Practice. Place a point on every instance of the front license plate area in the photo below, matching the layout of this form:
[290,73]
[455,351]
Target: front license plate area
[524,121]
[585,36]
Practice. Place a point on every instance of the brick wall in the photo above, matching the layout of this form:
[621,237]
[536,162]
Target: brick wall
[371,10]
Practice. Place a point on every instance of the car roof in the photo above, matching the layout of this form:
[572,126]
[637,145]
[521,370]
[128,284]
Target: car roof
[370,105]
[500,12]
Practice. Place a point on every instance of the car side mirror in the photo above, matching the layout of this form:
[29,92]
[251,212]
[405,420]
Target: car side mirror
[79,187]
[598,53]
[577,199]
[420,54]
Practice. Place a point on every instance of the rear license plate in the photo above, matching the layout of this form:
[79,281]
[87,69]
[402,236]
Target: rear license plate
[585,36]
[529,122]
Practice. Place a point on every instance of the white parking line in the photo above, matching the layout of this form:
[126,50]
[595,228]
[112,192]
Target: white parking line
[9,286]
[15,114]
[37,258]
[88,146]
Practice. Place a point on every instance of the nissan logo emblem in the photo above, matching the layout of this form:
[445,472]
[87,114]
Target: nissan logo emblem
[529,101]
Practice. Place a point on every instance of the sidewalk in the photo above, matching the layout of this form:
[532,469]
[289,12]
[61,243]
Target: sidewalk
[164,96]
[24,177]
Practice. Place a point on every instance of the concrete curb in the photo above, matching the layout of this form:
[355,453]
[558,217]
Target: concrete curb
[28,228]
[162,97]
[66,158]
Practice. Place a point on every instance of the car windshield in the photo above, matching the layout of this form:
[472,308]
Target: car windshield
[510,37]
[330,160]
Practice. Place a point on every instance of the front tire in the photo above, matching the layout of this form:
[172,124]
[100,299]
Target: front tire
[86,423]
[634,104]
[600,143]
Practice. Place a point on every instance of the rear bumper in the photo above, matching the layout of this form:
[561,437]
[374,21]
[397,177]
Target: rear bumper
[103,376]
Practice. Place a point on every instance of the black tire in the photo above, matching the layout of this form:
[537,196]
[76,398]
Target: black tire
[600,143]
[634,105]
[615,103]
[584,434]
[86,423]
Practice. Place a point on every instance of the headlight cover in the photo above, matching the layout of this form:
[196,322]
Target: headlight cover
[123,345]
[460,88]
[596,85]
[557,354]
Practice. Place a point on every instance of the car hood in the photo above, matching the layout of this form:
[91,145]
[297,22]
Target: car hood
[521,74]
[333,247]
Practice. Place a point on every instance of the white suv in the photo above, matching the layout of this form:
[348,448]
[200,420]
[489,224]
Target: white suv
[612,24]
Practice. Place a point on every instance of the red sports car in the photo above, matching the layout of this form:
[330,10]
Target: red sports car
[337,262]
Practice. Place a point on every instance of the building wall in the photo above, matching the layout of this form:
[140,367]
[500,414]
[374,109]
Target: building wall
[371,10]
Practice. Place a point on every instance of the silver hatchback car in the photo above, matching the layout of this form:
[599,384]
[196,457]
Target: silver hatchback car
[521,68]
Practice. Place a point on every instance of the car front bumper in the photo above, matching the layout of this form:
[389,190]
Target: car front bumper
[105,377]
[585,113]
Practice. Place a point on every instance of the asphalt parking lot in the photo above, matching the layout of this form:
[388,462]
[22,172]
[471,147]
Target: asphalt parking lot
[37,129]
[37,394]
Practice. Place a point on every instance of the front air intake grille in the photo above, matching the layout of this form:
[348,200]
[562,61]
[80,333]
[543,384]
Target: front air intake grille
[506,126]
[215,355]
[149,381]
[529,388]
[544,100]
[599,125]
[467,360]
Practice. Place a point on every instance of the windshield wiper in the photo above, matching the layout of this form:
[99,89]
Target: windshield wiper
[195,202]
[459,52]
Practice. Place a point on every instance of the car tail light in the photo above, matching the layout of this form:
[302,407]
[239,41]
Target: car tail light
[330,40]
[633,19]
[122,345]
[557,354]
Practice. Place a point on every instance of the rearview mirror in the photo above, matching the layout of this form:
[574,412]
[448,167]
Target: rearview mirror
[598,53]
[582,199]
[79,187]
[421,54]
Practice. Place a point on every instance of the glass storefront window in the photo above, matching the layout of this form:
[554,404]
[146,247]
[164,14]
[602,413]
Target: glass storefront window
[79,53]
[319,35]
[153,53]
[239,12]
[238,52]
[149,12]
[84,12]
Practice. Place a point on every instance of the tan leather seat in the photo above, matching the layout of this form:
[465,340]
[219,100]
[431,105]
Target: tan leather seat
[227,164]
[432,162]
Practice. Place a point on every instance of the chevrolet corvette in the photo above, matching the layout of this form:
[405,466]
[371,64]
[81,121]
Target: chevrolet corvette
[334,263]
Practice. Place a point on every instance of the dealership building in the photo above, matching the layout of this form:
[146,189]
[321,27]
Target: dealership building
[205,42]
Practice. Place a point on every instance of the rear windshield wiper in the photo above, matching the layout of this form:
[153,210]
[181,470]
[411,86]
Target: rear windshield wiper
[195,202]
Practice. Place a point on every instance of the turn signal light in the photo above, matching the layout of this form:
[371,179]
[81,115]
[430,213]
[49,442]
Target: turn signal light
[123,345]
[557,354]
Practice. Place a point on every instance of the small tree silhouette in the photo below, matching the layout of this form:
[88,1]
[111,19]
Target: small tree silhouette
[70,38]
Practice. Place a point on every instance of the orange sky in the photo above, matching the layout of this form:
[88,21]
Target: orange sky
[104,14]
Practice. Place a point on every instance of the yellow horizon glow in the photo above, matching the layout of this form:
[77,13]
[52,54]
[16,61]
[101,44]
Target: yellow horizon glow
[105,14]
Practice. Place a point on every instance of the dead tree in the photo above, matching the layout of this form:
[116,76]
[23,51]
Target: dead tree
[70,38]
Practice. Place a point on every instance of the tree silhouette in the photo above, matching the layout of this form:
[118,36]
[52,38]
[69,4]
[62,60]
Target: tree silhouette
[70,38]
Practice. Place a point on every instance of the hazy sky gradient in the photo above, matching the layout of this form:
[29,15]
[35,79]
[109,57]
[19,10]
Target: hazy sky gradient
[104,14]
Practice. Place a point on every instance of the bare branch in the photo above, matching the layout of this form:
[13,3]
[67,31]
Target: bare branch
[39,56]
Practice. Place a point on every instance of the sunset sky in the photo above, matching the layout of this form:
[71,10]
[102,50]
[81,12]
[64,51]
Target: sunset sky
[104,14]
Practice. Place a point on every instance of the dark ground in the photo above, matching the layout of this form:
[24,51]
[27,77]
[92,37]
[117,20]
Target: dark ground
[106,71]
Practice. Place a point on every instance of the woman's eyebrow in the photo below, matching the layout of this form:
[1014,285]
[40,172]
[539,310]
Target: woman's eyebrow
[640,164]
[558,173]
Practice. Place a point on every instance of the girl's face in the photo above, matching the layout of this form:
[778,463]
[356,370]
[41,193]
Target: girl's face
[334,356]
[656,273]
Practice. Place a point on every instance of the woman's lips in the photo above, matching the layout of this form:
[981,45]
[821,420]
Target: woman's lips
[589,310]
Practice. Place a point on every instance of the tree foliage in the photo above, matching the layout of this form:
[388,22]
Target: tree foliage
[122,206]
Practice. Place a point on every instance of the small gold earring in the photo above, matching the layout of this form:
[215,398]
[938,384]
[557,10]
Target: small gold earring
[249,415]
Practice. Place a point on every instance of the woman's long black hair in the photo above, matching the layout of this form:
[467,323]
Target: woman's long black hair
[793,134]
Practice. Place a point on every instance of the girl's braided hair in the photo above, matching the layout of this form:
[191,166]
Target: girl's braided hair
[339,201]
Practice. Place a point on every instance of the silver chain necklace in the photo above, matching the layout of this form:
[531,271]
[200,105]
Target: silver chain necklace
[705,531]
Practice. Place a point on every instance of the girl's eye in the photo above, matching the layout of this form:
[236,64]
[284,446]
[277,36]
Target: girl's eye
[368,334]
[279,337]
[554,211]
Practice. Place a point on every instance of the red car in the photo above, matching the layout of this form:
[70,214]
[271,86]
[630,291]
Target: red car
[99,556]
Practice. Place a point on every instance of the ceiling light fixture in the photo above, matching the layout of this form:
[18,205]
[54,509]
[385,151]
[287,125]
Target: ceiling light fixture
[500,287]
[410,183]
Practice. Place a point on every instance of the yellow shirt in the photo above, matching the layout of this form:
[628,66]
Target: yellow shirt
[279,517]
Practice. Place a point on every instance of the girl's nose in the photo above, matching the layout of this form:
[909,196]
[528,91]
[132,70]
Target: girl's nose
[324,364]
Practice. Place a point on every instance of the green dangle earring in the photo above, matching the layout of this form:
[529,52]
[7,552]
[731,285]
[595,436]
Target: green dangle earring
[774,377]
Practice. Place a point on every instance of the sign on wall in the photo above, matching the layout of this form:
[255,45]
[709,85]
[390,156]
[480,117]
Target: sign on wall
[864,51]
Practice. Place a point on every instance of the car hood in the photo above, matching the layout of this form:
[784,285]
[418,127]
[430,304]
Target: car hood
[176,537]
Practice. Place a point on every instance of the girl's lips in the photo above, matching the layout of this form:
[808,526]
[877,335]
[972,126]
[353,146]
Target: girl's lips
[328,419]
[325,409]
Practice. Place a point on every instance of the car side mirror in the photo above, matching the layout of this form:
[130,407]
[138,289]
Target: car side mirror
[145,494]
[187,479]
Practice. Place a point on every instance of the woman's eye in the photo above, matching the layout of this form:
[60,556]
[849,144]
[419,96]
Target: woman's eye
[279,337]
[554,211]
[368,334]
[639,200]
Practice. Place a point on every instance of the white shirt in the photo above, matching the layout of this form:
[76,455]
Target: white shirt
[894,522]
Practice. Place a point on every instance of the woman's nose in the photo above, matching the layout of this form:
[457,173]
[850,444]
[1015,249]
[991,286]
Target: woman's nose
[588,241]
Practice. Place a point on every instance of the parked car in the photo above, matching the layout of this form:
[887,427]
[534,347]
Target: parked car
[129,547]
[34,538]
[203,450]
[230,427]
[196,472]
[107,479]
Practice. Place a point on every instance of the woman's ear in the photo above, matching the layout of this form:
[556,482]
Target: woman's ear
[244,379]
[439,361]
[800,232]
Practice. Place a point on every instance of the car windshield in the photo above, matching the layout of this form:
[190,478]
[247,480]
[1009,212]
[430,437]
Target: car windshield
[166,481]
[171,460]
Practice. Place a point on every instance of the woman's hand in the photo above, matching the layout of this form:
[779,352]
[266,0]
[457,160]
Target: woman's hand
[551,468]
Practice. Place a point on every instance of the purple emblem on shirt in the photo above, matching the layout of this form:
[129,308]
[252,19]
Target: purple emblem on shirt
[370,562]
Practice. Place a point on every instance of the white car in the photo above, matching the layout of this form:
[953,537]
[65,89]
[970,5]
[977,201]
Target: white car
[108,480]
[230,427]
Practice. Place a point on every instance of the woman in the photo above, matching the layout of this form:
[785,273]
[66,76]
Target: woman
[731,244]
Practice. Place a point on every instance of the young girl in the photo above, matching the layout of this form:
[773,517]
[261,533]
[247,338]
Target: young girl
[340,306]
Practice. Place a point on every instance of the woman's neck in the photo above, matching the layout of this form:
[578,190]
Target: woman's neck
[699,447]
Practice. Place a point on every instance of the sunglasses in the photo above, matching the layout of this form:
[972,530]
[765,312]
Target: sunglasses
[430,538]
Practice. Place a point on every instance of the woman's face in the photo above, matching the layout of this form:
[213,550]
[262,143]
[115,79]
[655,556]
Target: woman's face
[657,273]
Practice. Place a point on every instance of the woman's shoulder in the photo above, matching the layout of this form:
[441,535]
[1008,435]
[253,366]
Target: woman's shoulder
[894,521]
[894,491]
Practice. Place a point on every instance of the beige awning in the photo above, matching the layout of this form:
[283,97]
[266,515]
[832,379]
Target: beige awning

• **GIVEN PROBLEM**: Reproduce the records above word for word, starting at the line containing "Practice. Place a point on every instance of the white car" and continuing through the final line of the records.

• **EXERCISE OUTPUT**:
Practice. Place a point on every instance of the white car in the photo above, matching the layout of this form:
[953,537]
[65,89]
[970,5]
[977,201]
Target: white car
[108,480]
[230,427]
Practice. Place a point on every instance of the woman in the photo above, matching the layout of this form:
[785,273]
[66,76]
Target: woman
[731,244]
Practice. Place a point on every instance of the young girl in the photo above, matching the layout of this form:
[773,517]
[261,533]
[247,338]
Target: young girl
[340,306]
Practice. Place a point on every instance of the woman's neck in the photo above, matching the layout of this form:
[578,190]
Target: woman's neck
[699,447]
Practice. Place a point on every instance of the sunglasses in the photo above, matching the layout of this form:
[972,530]
[765,312]
Target: sunglasses
[430,538]
Practice. Place a point on every instance of the woman's face in the photo above, matching the layout of this form:
[213,550]
[262,143]
[115,79]
[655,556]
Target: woman's face
[657,273]
Practice. Place a point on every instance of the woman's shoulder in the photo above, matching the layout of this form:
[441,535]
[1008,435]
[253,366]
Target: woman's shoulder
[894,521]
[894,491]
Practice. Place a point on every instance of the beige awning in the photo above, matching the layout of this form:
[283,97]
[266,515]
[832,379]
Target: beige awning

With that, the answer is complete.